[Document excerpt start]
Marko Grgić (born 30 June 1987) is a Croatian retired football forward. Marko was called up for the Croatian national under-21 team in 2008, but never got capped.

Club career
Born in Mostar, Grgić went through the ranks of Čitluk's NK Brotnjo before moving in 2005 to the HNK Hajduk Split academy. After a season there, he wasn't given a professional contract and was released on a free transfer, only to be snapped up by NK Zagreb, led by Miroslav Blažević who saw in the young player a way to get back at Hajduk's chairman Branko Grgić - who shares his surname, and who had previously sacked Blažević, claiming that he was better than Luka Modrić. Grgić debuted against Hajduk, coming in the 19.8.2006 away fixture for Ivan Lajtman at the half-time of the 2-0 loss, managing a yellow card 10 minutes after. He remained at the club until the beginning of 2010, when he moved to NK Međimurje, with whom he was relegated to the Druga HNL. In the beginning of 2011, he was signed by NK Široki Brijeg and sent immediately on a loan to the high-flying Prva Liga BiH team NK GOŠK Gabela, where he achieved promotion to the Premijer Liga BiH. Recalled to Široki Brijeg, he spent the following autumn there, but achieved only two caps there before being sent back on loan to NK GOŠK Gabela, where he would go on to sign a professional contract in the summer of 2012. The contract was rescinded, however, in the beginning of 2013 and he moved to the Treća HNL Jug side NK Neretvanac Opuzen.
[Document excerpt end]
[Extracted entries start]
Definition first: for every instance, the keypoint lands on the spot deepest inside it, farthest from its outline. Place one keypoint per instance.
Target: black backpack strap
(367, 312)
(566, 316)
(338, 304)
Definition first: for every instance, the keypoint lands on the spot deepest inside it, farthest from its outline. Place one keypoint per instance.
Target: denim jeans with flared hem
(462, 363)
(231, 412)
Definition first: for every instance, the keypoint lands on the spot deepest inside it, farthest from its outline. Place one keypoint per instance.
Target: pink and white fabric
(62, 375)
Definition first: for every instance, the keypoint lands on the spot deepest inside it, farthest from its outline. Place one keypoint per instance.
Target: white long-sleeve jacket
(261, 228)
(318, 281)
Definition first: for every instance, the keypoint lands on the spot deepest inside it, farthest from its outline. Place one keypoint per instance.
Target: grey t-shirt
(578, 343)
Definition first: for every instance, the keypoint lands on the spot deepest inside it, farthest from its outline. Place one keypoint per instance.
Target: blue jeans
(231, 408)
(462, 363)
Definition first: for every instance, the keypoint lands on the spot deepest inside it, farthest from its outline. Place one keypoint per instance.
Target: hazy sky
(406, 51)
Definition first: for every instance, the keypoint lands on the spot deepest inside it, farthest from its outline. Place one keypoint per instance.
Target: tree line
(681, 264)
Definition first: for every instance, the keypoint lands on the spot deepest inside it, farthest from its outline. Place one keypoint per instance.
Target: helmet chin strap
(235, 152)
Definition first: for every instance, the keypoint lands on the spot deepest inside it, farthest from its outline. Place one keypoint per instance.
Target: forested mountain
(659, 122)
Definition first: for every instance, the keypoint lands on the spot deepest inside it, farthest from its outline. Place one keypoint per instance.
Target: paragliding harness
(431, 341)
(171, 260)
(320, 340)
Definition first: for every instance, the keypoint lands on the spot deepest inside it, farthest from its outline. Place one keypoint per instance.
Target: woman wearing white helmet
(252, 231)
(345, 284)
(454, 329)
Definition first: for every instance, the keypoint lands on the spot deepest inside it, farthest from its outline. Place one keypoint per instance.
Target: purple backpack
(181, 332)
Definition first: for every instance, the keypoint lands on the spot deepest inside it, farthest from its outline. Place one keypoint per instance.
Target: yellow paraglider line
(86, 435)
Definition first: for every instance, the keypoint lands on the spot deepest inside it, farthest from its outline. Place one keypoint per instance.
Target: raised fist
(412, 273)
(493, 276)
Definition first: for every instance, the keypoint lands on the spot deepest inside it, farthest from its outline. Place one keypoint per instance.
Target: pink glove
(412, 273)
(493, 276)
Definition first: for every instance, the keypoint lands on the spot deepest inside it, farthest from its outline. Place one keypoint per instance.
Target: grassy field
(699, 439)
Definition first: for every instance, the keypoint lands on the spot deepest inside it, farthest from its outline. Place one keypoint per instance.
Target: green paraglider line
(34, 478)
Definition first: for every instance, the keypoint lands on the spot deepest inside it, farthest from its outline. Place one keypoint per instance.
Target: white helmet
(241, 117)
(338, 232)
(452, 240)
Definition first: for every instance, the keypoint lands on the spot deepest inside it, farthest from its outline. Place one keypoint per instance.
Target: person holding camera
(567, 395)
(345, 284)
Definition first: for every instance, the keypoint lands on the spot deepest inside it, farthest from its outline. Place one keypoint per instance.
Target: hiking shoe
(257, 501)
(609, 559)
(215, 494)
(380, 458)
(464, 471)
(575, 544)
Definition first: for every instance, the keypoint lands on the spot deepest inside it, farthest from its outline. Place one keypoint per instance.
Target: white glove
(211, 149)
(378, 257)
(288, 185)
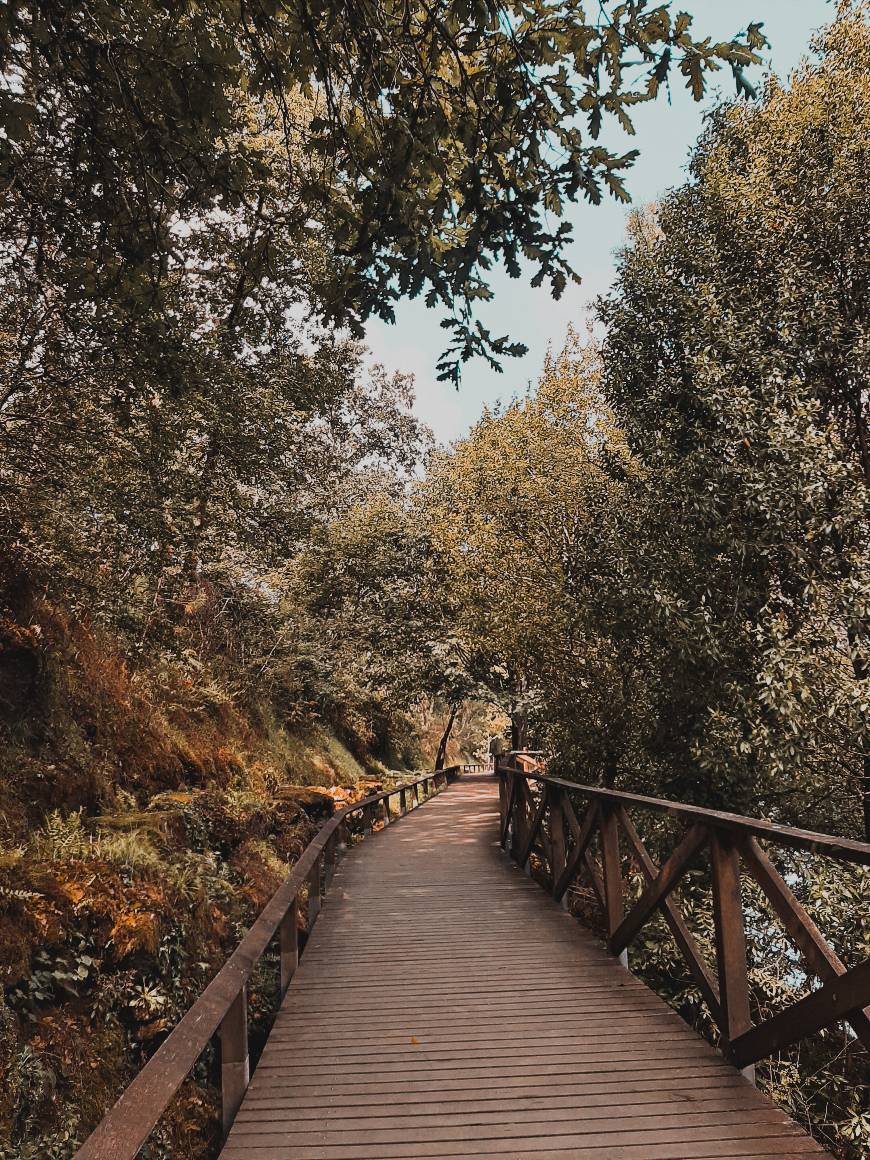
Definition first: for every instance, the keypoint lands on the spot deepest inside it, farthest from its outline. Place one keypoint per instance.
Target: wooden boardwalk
(447, 1007)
[Extracted entries end]
== Written exercise ==
Copy the whole biography of Marko Grgić word for word. The records are separate material and are not part of the biography text.

== Task solution ==
Marko Grgić (born 30 June 1987) is a Croatian retired football forward. Marko was called up for the Croatian national under-21 team in 2008, but never got capped.

Club career
Born in Mostar, Grgić went through the ranks of Čitluk's NK Brotnjo before moving in 2005 to the HNK Hajduk Split academy. After a season there, he wasn't given a professional contract and was released on a free transfer, only to be snapped up by NK Zagreb, led by Miroslav Blažević who saw in the young player a way to get back at Hajduk's chairman Branko Grgić - who shares his surname, and who had previously sacked Blažević, claiming that he was better than Luka Modrić. Grgić debuted against Hajduk, coming in the 19.8.2006 away fixture for Ivan Lajtman at the half-time of the 2-0 loss, managing a yellow card 10 minutes after. He remained at the club until the beginning of 2010, when he moved to NK Međimurje, with whom he was relegated to the Druga HNL. In the beginning of 2011, he was signed by NK Široki Brijeg and sent immediately on a loan to the high-flying Prva Liga BiH team NK GOŠK Gabela, where he achieved promotion to the Premijer Liga BiH. Recalled to Široki Brijeg, he spent the following autumn there, but achieved only two caps there before being sent back on loan to NK GOŠK Gabela, where he would go on to sign a professional contract in the summer of 2012. The contract was rescinded, however, in the beginning of 2013 and he moved to the Treća HNL Jug side NK Neretvanac Opuzen.